Data shown:
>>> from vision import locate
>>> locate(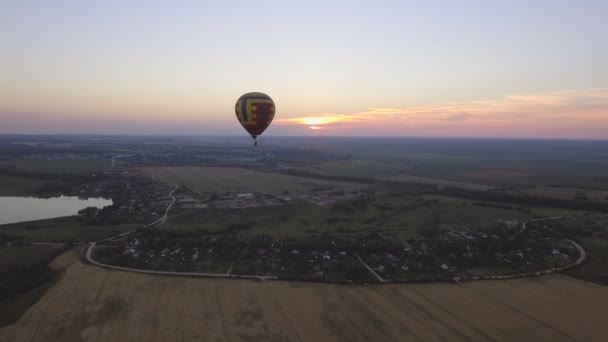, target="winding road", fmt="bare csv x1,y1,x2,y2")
86,185,278,281
86,178,587,283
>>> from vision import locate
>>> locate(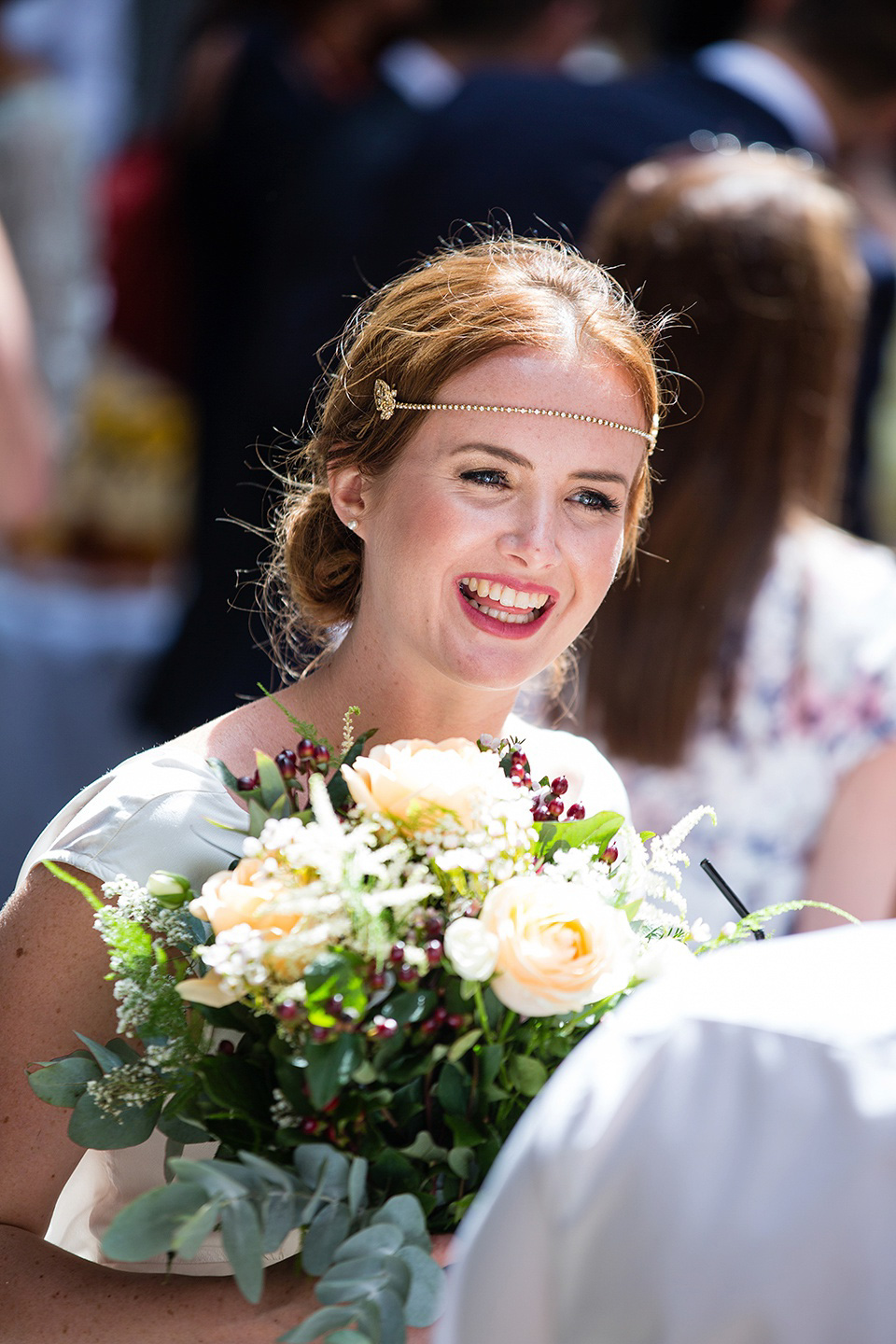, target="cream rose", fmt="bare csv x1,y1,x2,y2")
189,859,302,934
343,738,505,829
478,874,639,1017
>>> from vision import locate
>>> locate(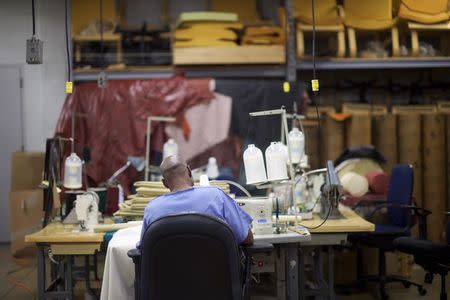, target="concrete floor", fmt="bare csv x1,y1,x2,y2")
0,244,450,300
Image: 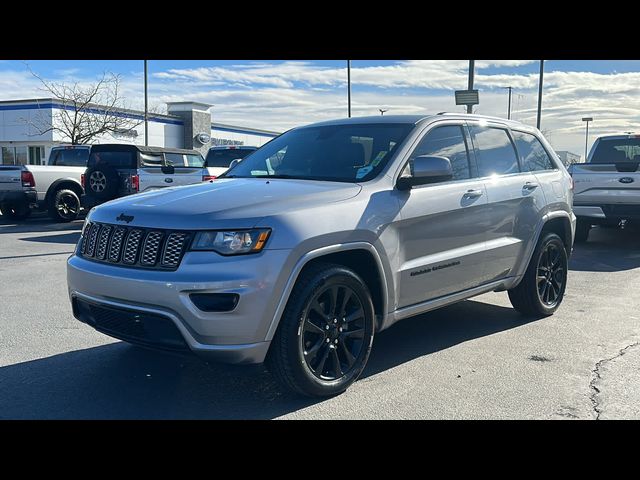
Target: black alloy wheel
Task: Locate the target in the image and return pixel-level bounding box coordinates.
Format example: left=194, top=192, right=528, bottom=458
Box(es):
left=300, top=285, right=365, bottom=380
left=537, top=243, right=567, bottom=308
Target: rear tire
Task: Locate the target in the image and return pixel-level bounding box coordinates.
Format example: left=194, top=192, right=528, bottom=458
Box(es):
left=0, top=203, right=31, bottom=220
left=575, top=219, right=591, bottom=243
left=508, top=232, right=568, bottom=317
left=48, top=189, right=80, bottom=223
left=266, top=264, right=375, bottom=397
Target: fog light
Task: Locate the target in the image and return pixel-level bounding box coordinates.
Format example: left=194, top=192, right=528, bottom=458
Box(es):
left=189, top=293, right=240, bottom=312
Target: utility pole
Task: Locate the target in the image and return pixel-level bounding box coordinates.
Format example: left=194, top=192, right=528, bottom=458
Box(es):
left=536, top=60, right=544, bottom=130
left=582, top=117, right=593, bottom=162
left=467, top=60, right=476, bottom=113
left=144, top=60, right=149, bottom=147
left=347, top=60, right=351, bottom=118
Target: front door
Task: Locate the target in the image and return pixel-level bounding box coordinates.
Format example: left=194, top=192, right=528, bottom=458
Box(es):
left=469, top=123, right=546, bottom=282
left=395, top=124, right=487, bottom=308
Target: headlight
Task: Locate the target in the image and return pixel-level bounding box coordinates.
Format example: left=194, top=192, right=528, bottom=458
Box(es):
left=191, top=228, right=271, bottom=255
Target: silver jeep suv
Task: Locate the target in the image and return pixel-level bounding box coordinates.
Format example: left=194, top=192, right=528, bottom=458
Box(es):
left=68, top=114, right=575, bottom=396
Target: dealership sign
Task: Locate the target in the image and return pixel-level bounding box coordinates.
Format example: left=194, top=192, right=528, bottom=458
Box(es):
left=456, top=90, right=480, bottom=105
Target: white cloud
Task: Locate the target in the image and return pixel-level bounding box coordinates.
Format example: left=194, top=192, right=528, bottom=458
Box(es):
left=0, top=60, right=640, bottom=158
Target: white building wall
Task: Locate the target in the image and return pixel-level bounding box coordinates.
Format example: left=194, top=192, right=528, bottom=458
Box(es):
left=211, top=127, right=273, bottom=147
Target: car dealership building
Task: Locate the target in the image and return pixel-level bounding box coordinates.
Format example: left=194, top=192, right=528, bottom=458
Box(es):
left=0, top=98, right=279, bottom=165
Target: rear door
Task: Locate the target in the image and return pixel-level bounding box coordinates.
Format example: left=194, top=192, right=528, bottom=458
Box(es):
left=469, top=121, right=545, bottom=282
left=164, top=153, right=207, bottom=186
left=394, top=123, right=488, bottom=308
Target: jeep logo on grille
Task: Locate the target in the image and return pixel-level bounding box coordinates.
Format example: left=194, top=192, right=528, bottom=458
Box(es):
left=116, top=213, right=133, bottom=223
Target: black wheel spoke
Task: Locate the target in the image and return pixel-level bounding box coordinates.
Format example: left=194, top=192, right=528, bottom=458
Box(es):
left=338, top=342, right=356, bottom=370
left=338, top=289, right=351, bottom=317
left=304, top=338, right=325, bottom=364
left=304, top=320, right=325, bottom=336
left=315, top=344, right=330, bottom=375
left=310, top=298, right=327, bottom=319
left=344, top=307, right=364, bottom=323
left=328, top=286, right=338, bottom=318
left=341, top=328, right=364, bottom=339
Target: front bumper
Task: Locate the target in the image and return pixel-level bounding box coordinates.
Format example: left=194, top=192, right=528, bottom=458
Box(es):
left=573, top=204, right=640, bottom=223
left=0, top=189, right=38, bottom=208
left=67, top=250, right=289, bottom=363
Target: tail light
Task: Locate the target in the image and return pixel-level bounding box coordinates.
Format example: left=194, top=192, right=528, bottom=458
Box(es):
left=20, top=170, right=36, bottom=187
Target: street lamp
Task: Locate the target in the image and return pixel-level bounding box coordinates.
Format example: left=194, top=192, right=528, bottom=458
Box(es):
left=582, top=117, right=593, bottom=162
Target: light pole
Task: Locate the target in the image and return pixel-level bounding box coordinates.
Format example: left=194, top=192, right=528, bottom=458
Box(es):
left=582, top=117, right=593, bottom=162
left=144, top=60, right=149, bottom=147
left=536, top=60, right=544, bottom=130
left=502, top=87, right=513, bottom=120
left=347, top=60, right=351, bottom=118
left=467, top=60, right=476, bottom=113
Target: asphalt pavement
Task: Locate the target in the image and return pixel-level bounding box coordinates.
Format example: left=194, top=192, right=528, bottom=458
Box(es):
left=0, top=212, right=640, bottom=419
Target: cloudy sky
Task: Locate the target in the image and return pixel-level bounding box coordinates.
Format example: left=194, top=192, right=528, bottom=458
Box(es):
left=0, top=60, right=640, bottom=155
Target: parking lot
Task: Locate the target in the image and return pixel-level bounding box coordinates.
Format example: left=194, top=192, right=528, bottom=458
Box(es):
left=0, top=216, right=640, bottom=419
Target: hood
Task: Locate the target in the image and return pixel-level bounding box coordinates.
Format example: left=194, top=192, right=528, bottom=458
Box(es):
left=91, top=178, right=362, bottom=230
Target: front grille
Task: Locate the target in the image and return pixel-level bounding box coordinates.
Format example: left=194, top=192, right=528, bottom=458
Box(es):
left=79, top=223, right=190, bottom=270
left=72, top=297, right=189, bottom=351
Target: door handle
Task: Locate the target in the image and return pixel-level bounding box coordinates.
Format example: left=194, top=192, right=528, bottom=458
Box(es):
left=464, top=189, right=483, bottom=198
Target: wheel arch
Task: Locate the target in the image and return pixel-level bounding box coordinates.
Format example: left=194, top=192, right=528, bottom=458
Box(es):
left=510, top=210, right=573, bottom=290
left=265, top=242, right=389, bottom=341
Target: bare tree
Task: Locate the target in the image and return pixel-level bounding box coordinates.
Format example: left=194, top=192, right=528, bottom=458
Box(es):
left=27, top=66, right=144, bottom=145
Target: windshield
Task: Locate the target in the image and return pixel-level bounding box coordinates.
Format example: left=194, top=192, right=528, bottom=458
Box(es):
left=222, top=123, right=414, bottom=182
left=591, top=138, right=640, bottom=163
left=205, top=148, right=256, bottom=168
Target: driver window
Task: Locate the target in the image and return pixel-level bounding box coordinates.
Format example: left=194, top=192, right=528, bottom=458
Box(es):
left=401, top=125, right=471, bottom=180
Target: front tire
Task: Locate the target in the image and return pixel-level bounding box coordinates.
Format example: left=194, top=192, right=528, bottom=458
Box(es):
left=508, top=233, right=568, bottom=317
left=49, top=189, right=80, bottom=223
left=0, top=203, right=31, bottom=221
left=267, top=264, right=375, bottom=397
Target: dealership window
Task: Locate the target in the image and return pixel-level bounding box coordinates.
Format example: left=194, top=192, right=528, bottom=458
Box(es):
left=2, top=147, right=16, bottom=165
left=29, top=146, right=44, bottom=165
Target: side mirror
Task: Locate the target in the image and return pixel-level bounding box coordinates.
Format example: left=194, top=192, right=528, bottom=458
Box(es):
left=229, top=158, right=242, bottom=169
left=396, top=155, right=453, bottom=190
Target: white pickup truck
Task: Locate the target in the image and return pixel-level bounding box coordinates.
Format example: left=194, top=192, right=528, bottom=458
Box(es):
left=0, top=145, right=91, bottom=222
left=569, top=134, right=640, bottom=242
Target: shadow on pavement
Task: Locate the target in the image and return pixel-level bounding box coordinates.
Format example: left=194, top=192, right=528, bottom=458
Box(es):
left=0, top=301, right=524, bottom=419
left=20, top=230, right=82, bottom=244
left=569, top=227, right=640, bottom=272
left=361, top=300, right=535, bottom=378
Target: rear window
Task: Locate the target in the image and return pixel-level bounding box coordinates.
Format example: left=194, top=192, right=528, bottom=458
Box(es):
left=89, top=151, right=137, bottom=169
left=49, top=148, right=89, bottom=167
left=591, top=138, right=640, bottom=163
left=205, top=148, right=255, bottom=168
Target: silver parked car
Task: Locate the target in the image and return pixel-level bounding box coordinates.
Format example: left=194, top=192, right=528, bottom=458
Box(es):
left=68, top=114, right=575, bottom=396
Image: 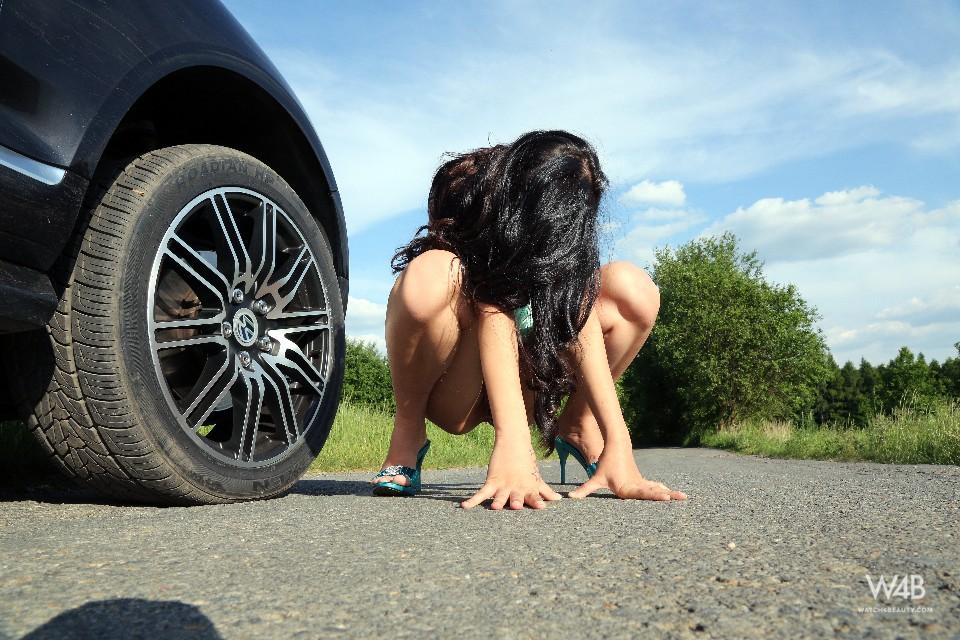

Challenge: Scale the material from the line that has "Target: wheel arch" through the line that has "left=401, top=125, right=471, bottom=180", repeating every line in that span with the requests included. Multiply each bounding-box coordinate in the answers by 1.25 and round to whole numbers, halves up, but leave the numbers in the requests and their format samples unchanged.

Task response:
Target: wheel arch
Task: Locate the target in the image and return pixel-level bounding box coordinates.
Format example: left=194, top=192, right=528, bottom=458
Box(es):
left=638, top=263, right=716, bottom=363
left=331, top=303, right=486, bottom=426
Target: bare tree
Task: Locate the target in the image and return pixel-level bounding box coordinates.
Format example: left=194, top=192, right=528, bottom=458
Box(es):
left=34, top=83, right=180, bottom=181
Target: windshield
Task: Locate the target in the image and return pixel-level bounding box coordinates.
Format example: left=194, top=192, right=528, bottom=458
Box(es):
left=278, top=154, right=518, bottom=228
left=739, top=173, right=800, bottom=204
left=256, top=185, right=320, bottom=210
Target: driver window
Task: Locate the target in the image and return pixel-level bounding box coordinates.
Format example: left=194, top=192, right=528, bottom=458
Box(es):
left=501, top=156, right=589, bottom=225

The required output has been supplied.